_BRIEF 1_: Pull out every line of the records below that contains the word "patch", matching its case exactly.

---+---

There should be no confusion to a C++ programmer: the type of 0 is 'int'.

I'll think a bit more about your other questions.

V
Jul 29 '05 #2

P: n/a
for me it's clear if I call operator[](0), operaor[](size_t) should be
used, but 0 is also a pointer, so there's ambiguos function call if
both operator[](void* or char*) and op[](size_t) are defined.
there's no problem in this case if I do operator[](size_t)0), or
if there's nontemplated version of opearator[](size_t) overload, and
op[] is templated for pointer type (that was my workaround when I had
op[](size_t) and op[](const char*) at the same time and somewhere in
code I had x[0], which gave error (I think both in gcc and vc71); In
that case I rewrote overload for operator[](const char*) as
template<class T>op[](const T*) and it worked)

check by adding to x_class:
void operator()(size_t i){ cout << "operator()(size_t)\n"; }
void operator()(const char *i){ cout << "operator()(const char *)\n";
}
then x[0] is compilation error;
if you change op()(const char*) into:
template<class T>void operator()(const T *i){ cout <<
"operator()(const char *)\n"; }
tjen x[0] calls size_t version without errors

Jul 29 '05 #3

P: n/a
__PPS__ wrote:
for me it's clear if I call operator[](0), operaor[](size_t) should be
used,
Why is it clear? '0' is an "int", not a "size_t". 'int' -> 'size_t'
is a standard integral conversion, which has the same rank as the
conversion from '0' to a pointer (13.3.3.1.1/3).

---+---

_BRIEF 2_: Resume the forum thread on ambiguous C++ operator overloads above, picking up right after its last sentence.

---+---

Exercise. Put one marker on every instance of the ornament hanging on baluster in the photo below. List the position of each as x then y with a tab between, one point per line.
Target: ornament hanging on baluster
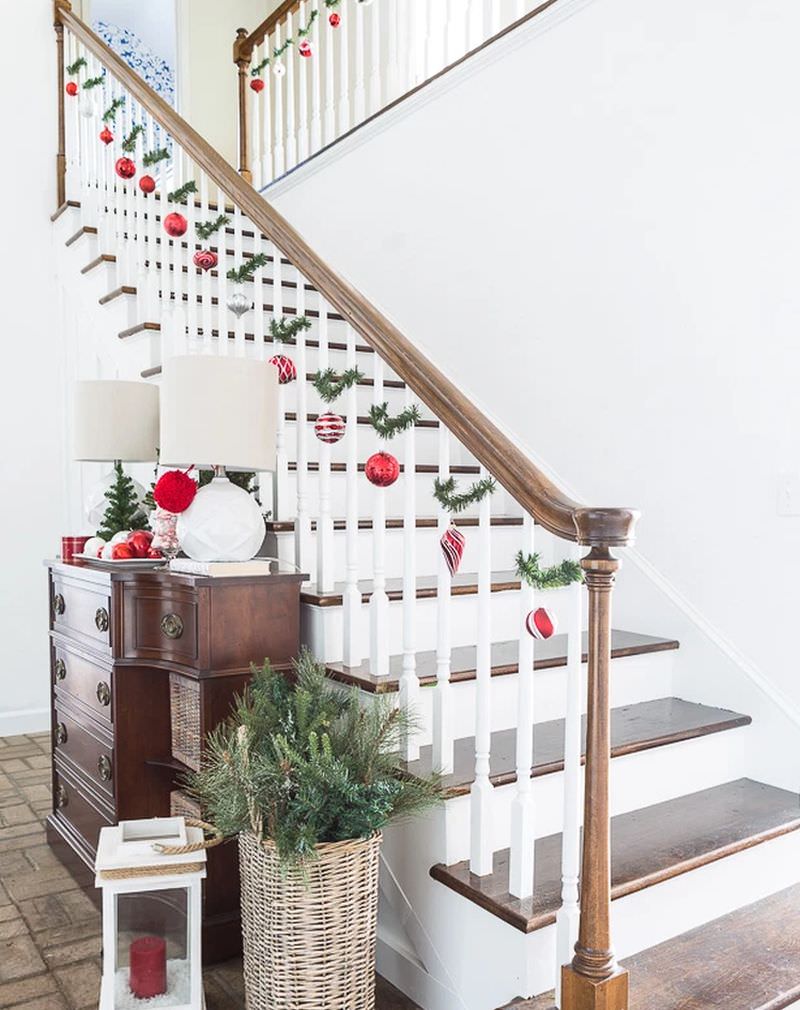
453	543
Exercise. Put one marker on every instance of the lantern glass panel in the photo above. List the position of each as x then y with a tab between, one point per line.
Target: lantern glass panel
153	950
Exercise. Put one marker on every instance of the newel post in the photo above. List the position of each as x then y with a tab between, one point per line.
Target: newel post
594	981
242	56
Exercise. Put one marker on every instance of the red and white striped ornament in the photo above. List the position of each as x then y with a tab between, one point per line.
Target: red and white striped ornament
453	543
540	623
329	428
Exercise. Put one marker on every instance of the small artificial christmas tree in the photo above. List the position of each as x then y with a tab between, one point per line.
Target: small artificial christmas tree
124	511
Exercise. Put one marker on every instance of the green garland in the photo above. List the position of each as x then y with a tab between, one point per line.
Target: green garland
330	386
244	273
129	143
565	574
205	229
388	427
282	330
180	195
452	501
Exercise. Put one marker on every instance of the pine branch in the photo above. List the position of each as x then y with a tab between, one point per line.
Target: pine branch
205	229
180	195
388	427
330	386
129	143
244	273
452	501
564	574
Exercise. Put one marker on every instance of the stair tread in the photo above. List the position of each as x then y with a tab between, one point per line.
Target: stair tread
550	652
747	960
642	726
647	846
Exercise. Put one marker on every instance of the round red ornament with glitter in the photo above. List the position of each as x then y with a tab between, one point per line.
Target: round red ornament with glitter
124	168
382	470
175	491
175	224
329	428
287	372
205	259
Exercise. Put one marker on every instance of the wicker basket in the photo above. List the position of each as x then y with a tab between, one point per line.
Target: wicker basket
309	940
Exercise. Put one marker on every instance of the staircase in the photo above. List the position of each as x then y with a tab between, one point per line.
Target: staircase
480	902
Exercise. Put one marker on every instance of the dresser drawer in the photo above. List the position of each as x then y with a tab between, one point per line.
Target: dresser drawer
77	742
80	678
82	611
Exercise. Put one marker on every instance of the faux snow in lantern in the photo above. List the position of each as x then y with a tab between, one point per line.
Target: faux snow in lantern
152	897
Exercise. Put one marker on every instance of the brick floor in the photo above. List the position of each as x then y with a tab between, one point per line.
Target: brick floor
50	929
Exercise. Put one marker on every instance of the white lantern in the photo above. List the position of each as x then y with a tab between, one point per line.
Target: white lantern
152	901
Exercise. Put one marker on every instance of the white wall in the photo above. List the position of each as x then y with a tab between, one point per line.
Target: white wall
32	501
596	231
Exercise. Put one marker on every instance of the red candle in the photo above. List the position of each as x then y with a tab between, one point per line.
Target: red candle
147	967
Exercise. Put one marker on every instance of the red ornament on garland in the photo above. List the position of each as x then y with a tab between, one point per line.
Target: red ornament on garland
287	372
382	470
124	168
453	543
541	623
205	259
175	224
175	491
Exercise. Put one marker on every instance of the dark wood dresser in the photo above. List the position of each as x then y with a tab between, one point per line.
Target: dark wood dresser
143	664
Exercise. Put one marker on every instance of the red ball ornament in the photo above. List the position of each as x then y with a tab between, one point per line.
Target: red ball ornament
125	169
205	259
541	623
382	470
175	224
175	491
329	428
287	372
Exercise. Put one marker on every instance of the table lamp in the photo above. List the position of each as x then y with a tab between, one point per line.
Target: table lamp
114	421
219	413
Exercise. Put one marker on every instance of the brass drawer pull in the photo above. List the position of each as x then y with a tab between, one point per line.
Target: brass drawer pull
172	625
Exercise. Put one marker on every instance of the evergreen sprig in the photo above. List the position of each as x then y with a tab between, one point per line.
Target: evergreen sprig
283	330
454	501
330	385
109	116
129	143
388	427
205	229
244	273
180	195
564	574
154	157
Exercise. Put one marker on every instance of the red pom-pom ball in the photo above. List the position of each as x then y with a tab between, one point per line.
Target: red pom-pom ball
382	470
175	224
175	491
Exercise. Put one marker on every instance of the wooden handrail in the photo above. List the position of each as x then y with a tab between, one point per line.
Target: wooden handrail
523	481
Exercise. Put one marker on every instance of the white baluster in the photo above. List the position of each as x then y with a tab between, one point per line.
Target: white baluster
409	682
442	702
568	916
522	845
353	607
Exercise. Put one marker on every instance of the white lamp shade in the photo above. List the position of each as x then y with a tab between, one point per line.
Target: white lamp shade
218	411
114	419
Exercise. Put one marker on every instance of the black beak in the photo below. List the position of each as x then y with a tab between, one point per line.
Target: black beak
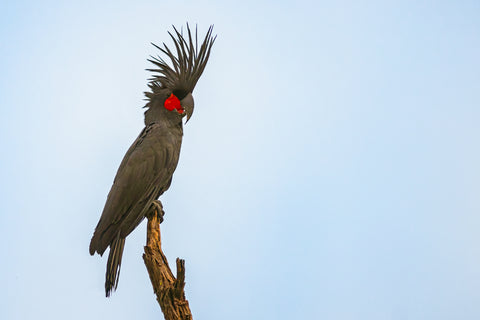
187	104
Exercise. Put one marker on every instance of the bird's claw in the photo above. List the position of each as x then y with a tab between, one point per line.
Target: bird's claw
157	208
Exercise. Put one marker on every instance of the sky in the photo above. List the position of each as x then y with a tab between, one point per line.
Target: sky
330	170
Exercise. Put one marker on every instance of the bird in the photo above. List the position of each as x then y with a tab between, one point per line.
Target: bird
147	168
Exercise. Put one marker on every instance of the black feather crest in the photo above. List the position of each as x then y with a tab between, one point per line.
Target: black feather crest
188	63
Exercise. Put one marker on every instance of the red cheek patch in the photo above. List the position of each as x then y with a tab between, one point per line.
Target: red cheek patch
172	103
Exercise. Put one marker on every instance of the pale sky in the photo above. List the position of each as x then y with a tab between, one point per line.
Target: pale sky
330	170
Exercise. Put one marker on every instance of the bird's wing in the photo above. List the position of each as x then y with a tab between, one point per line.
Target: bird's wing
145	173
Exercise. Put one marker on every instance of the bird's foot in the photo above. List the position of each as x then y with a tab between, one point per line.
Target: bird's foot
157	208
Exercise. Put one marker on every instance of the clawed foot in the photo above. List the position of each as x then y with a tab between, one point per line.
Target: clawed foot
157	208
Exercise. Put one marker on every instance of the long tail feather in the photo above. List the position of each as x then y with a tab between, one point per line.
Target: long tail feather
113	265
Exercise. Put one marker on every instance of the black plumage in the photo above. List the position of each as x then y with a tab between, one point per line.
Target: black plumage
147	168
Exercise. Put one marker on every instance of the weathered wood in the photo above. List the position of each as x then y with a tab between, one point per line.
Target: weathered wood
170	291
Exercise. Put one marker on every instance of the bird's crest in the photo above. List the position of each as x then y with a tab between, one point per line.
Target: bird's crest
187	64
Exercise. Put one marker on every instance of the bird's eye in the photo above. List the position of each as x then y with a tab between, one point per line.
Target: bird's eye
172	103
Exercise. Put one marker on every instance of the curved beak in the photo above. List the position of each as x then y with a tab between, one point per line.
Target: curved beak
187	104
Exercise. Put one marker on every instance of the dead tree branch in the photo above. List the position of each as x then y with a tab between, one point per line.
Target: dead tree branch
169	291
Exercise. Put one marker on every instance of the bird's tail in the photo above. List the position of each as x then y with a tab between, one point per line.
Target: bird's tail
113	265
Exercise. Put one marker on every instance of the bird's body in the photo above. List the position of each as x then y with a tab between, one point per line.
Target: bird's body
147	168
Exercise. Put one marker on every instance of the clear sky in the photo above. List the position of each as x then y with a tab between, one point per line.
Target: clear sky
331	169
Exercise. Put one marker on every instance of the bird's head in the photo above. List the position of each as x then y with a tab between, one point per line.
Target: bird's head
172	86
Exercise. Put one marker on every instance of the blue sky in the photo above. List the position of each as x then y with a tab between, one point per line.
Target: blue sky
330	170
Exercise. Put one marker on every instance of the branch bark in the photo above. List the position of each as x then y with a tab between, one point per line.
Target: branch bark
169	290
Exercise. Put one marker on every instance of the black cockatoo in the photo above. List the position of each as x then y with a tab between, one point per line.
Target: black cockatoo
146	170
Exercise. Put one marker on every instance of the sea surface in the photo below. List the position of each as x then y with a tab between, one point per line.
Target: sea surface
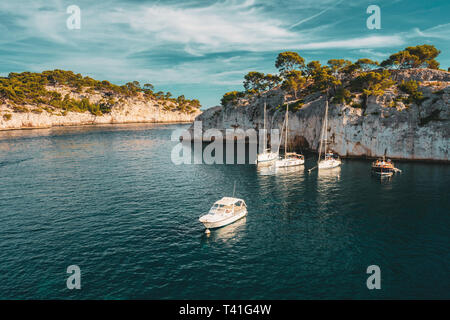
109	200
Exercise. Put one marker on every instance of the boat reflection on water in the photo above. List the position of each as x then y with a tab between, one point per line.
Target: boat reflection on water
228	234
288	170
266	170
330	175
274	170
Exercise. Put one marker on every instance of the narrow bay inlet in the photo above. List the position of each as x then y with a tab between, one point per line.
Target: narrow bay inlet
224	159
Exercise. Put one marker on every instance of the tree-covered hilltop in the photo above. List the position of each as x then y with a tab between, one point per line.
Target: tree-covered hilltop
38	90
344	80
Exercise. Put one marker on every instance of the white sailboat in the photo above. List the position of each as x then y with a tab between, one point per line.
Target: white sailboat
330	160
290	158
267	155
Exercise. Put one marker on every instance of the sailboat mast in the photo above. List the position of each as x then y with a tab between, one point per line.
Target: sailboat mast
326	125
265	133
287	126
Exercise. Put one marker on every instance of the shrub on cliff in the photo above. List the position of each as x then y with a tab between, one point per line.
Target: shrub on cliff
30	88
288	61
411	87
422	56
342	95
231	97
294	82
372	83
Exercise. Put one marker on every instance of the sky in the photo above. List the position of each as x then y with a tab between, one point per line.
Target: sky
203	49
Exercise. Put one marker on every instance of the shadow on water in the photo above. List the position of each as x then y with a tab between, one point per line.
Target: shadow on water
229	234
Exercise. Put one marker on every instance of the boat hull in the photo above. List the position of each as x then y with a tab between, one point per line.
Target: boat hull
267	157
289	163
224	222
382	172
329	164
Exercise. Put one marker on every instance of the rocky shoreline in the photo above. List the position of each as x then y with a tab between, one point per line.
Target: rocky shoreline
128	110
386	126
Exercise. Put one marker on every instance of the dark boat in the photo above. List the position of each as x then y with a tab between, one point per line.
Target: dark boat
383	167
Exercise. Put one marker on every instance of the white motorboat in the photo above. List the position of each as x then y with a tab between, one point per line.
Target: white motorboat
290	158
267	155
330	160
225	211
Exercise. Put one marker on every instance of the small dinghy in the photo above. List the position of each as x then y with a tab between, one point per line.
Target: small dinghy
224	212
384	168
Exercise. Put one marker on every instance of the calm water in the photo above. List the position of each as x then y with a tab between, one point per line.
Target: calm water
109	200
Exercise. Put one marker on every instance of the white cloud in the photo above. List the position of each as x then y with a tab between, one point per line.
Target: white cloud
364	42
441	31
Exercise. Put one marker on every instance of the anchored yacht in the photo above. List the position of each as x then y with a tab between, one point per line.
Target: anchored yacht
330	160
225	211
290	158
267	155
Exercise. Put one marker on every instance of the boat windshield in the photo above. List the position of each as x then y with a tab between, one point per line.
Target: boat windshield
220	208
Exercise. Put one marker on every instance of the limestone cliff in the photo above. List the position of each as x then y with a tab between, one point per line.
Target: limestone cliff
61	98
385	125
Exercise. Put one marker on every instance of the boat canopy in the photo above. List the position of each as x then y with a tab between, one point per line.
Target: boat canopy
228	201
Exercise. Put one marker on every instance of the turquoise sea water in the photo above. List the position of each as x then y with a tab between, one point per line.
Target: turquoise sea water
109	199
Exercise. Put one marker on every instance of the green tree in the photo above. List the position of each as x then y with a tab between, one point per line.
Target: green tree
288	61
338	65
322	76
294	81
271	81
367	64
422	56
255	81
372	83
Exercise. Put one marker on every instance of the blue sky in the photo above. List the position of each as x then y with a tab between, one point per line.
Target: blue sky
203	49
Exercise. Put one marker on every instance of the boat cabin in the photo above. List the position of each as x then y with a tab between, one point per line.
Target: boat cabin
227	205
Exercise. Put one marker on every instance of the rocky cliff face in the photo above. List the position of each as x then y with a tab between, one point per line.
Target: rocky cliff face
126	110
386	125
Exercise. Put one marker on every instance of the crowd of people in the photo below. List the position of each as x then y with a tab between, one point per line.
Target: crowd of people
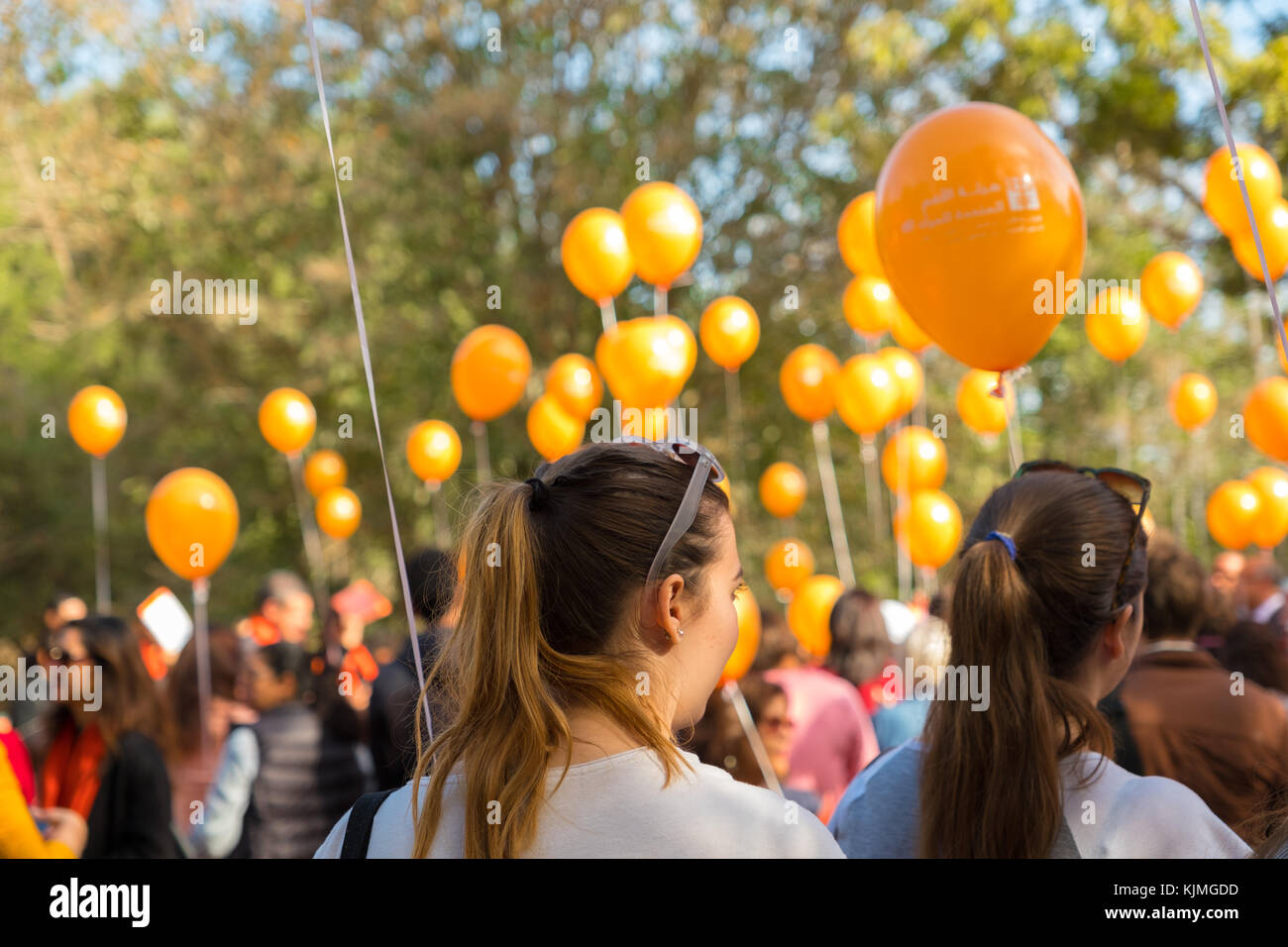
1132	705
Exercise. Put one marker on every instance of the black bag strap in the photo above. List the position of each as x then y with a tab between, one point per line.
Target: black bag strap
362	815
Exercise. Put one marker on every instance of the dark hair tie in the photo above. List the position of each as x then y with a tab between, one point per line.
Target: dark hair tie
540	497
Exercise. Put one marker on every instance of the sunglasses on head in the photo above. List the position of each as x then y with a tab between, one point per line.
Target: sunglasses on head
704	468
1129	486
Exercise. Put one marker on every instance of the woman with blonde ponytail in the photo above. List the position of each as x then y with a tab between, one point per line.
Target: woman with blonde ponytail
1046	611
595	616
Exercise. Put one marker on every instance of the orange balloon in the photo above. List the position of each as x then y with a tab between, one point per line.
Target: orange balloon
787	565
928	527
647	361
1273	230
339	513
1265	415
857	236
867	394
729	331
1192	401
912	460
1170	287
434	451
97	419
870	305
192	522
807	380
489	371
907	333
552	429
909	376
575	382
782	488
1116	324
748	637
1223	197
1233	512
664	230
595	254
975	206
810	612
322	471
1271	483
287	419
980	410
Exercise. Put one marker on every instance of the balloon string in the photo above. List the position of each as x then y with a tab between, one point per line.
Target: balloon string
1243	184
366	365
102	570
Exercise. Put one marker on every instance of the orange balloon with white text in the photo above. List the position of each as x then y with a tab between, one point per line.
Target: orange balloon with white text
974	208
97	419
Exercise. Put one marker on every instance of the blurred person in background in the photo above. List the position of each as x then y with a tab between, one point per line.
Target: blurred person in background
108	764
284	780
395	692
192	763
283	611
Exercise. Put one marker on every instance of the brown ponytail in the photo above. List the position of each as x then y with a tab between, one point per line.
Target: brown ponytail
553	575
991	783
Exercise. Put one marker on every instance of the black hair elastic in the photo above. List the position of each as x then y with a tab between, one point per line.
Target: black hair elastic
540	497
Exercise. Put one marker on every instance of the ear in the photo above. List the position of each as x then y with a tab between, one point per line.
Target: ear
1116	631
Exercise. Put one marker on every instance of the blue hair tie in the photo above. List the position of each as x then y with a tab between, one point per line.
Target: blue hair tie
1006	541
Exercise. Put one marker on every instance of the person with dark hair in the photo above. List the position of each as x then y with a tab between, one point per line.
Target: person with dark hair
283	780
595	616
107	758
194	755
283	611
1227	741
1048	599
395	690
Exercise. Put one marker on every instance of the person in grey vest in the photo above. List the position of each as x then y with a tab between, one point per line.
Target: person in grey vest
283	781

---+---

_TASK RESPONSE 1_:
Exercise. Put one marker on every instance of the red cheek patch in the photo above. List the position of each as x then y with a tab between, one point per line.
Target: red cheek patch

_TASK RESPONSE 2_:
but 0 is also a pointer,
No, it is NOT. It's a literal of type 'int'.
so there's ambiguos function call if
both operator[](void* or char*) and op[](size_t) are defined.
Yes. Integral conversions and pointer conversions have the same rank.
there's no problem in this case if I do operator[](size_t)0), or
if there's nontemplated version of opearator[](size_t) overload, and
op[] is templated for pointer type (that was my workaround when I had
op[](size_t) and op[](const char*) at the same time and somewhere in
code I had x[0], which gave error (I think both in gcc and vc71); In
that case I rewrote overload for operator[](const char*) as
template<class T>op[](const T*) and it worked)

check by adding to x_class:
void operator()(size_t i){ cout << "operator()(size_t)\n"; }
void operator()(const char *i){ cout << "operator()(const char *)\n";
}
then x[0] is compilation error;
if you change op()(const char*) into:
template<class T>void operator()(const T *i){ cout <<
"operator()(const char *)\n"; }
tjen x[0] calls size_t version without errors


Don't use 'size_t'. Use 'int'.

V
Jul 29 '05 #4

P: n/a
the best solution I found uses enable_if, mpl, and type_traits from
boost:

void operator[](const int i)const{
cout << "[int]\n";
}
void operator[](const std::string &s)const{
cout << "[std::string]\n";
}
template<size_t N>void operator[](const char (&t)[N])const{
cout << "[array of " << N << " elements]\n";
}
template<class T>
typename enable_if<
mpl::and_<is_pointer<T>,
is_same<typename remove_pointer<T>::type,char>
::type operator[](const T t)const{

cout << "[pointer]\n";
}
now it correctly calls array version, pointer, integer or any other
supplied overload (as with string&)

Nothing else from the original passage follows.